◆ WHAT YOU WILL DO:
In the records below, copy everything from the line containing "of the wooden" down to the line containing "Query: decorative gourd", requests included, and shift every answer coordinate up by 123. Leave the sample coordinates inside the requests as they are.

[begin EXCERPTED DATA]

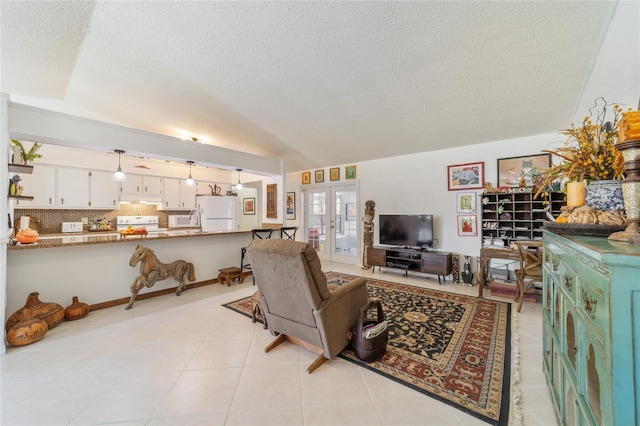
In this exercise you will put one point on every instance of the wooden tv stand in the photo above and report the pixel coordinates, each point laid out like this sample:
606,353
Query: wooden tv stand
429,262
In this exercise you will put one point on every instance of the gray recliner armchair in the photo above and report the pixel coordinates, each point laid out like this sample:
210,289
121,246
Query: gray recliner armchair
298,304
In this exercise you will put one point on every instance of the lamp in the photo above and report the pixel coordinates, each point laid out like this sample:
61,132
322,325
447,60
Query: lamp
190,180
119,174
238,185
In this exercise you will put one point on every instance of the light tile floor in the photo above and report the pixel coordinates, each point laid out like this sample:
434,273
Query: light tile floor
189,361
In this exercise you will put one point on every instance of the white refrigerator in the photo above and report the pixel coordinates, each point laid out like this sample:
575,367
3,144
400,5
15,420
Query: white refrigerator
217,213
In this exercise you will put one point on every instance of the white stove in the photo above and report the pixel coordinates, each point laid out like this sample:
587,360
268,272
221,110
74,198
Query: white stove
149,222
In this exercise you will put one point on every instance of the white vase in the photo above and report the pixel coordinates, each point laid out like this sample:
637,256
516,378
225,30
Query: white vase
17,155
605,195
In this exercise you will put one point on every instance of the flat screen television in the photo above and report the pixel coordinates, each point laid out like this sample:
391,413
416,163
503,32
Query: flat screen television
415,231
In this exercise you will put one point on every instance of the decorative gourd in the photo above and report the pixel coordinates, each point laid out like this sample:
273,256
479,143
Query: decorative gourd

[end EXCERPTED DATA]
[begin EXCERPTED DATA]

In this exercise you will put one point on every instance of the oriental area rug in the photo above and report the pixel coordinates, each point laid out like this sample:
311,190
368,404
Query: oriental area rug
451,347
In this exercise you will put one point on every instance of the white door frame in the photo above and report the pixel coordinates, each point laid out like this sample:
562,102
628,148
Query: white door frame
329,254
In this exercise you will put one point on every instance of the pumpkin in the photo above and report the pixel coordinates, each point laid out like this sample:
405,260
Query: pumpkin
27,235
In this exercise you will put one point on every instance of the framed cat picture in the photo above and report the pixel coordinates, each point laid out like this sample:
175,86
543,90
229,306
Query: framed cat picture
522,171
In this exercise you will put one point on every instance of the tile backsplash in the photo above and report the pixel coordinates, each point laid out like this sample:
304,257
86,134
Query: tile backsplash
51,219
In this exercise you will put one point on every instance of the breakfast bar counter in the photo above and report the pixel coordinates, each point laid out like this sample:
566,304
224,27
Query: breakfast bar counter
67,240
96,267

[end EXCERPTED DATA]

◆ COMPLETE OUTPUT:
In this exercise you will put one point on every instance of the wooden tv stand in the photo above and report the pixel coordinates, each point laid out like this sample:
606,353
Query: wooden tv stand
552,385
In this exercise you will put one point on every instance of the gray recliner armchair in the photo above and report the pixel coordinates, each point laid out like this sample:
210,289
121,246
Query: gray recliner armchair
421,427
In this exercise you will put one point on every instance of the lamp in the photo above and report the pixel coordinates, each point laid out like this sample:
61,132
322,325
447,60
Query: lamp
313,303
242,297
361,308
In this exercise you will put one point on every instance of the light tile floor in the photo above and report the pixel coordinates, each point laid out like this sample:
434,273
Query: light tile floor
312,484
In this exercise you will put one point on every instance of the white refrigerator in the photo above and report the pixel coordinates, each point laid out like this sample:
575,367
3,144
400,5
15,420
Query: white refrigerator
340,336
In this exercise you will put one point on every instance of the white stove in the photo above and report the pixel coordinates, each point laid out like this sample:
587,360
268,272
221,110
74,198
Query: white stove
272,345
In this exercise you will put one point on every instance of the white vase in the photo above and report the pixel coordinates, each point laid out like this sample:
637,256
516,378
225,30
Query: white vase
140,278
728,318
In this exercise you will put one point on every instance of the flat screen television in the photo above and report the pixel coordinates, each point laid out like this sample:
391,413
416,163
503,32
Query: flat screen television
538,354
In this exercise you will put one point on every instance of the decorative gourd in the photo above and report the pixel coordinates, each point laid out like this sample:
273,256
479,143
Query: decorative gourd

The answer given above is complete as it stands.